Reproduce the rows below, changing every "drop one dot" to "place a single point" and keeping everything else as it is.

━━━━━ Data listing ━━━━━

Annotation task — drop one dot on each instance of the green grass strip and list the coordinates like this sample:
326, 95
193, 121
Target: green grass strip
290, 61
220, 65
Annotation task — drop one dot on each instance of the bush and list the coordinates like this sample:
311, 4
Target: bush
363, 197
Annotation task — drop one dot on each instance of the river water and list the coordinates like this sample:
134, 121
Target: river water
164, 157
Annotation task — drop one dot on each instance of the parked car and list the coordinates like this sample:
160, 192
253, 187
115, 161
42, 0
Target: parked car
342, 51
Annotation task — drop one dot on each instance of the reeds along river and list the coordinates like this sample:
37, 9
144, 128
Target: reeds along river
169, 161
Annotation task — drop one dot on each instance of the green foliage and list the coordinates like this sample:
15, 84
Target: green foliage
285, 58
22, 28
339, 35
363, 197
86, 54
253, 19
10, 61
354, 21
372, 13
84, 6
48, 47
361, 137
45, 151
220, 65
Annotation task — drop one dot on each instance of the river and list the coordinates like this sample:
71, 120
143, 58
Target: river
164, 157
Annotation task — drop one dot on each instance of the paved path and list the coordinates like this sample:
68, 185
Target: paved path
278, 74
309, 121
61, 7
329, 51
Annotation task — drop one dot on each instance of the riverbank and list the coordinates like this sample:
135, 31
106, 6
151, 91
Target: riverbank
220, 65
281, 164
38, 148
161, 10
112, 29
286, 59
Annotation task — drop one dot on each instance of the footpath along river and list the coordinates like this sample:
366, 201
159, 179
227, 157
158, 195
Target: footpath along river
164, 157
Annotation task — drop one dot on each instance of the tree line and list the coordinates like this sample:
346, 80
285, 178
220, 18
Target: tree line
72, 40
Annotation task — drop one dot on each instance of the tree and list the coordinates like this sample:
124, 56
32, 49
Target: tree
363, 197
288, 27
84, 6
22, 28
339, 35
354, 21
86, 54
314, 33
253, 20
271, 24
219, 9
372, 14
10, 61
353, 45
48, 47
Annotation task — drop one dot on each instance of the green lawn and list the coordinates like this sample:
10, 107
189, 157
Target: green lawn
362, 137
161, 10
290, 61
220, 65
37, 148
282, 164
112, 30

━━━━━

Final result –
Annotation task — place a single point on each instance of the green grass strip and list the coordinates like this sample:
326, 95
193, 121
Target: green grass strip
290, 61
220, 65
Annotation task — place a single point on each instance of the bush and list the coordinates like this sample:
311, 4
Target: bush
363, 197
Annotation task — place a single point on each instance of the river water and list the coordinates like this sample:
134, 121
Target: river water
164, 157
Annotation task — place a single point on each instance of the parked car and list the coordinates like this sample:
160, 192
253, 187
115, 161
42, 0
Target: parked car
342, 51
Annotation task — place a single point on each instance of the reeds along river and list the coordinates like this sample:
37, 9
144, 128
Target: reeds along river
169, 161
Annotation task — place a single point on each instance of the green foliage and list the coordinates like this sample:
15, 84
Target: green foliage
285, 58
22, 28
339, 35
363, 197
86, 54
253, 19
10, 61
354, 21
372, 13
84, 6
48, 47
361, 137
45, 151
220, 65
Annotation task — place a single point on each instance of the river and list the coordinates like this sample:
71, 120
143, 58
Target: river
164, 157
Annotation task — place a single point on each instance of the paved path and list the coordinates like this sample:
68, 185
Target: paved path
278, 74
309, 121
61, 7
329, 51
Annotation task — place a single point on each instance of the riverbank and list the coordinates like this sample:
135, 31
106, 6
151, 91
Target: riverbank
220, 65
281, 164
38, 148
161, 10
112, 29
286, 59
Annotation task — place a single point on each instance of the footpath along river and list the coordinates like this sample:
366, 201
159, 179
227, 157
158, 195
Target: footpath along river
164, 157
Annotation task — place a single point on each instance of the tree line and list the coordinates like this sample:
346, 80
285, 178
220, 18
Target: tree line
72, 40
Annotation task — place a single point on each instance of the tree and list the coordinates like this sample:
124, 56
32, 49
Target: tree
363, 197
288, 27
84, 6
22, 28
339, 35
354, 21
86, 54
314, 33
253, 20
271, 24
219, 9
372, 14
10, 61
353, 45
48, 47
Annotation task — place a single point on each instance of the green lawn and list the coordinates like this sample:
10, 107
189, 157
Target: green lawn
362, 137
161, 10
290, 61
220, 65
37, 148
282, 164
112, 30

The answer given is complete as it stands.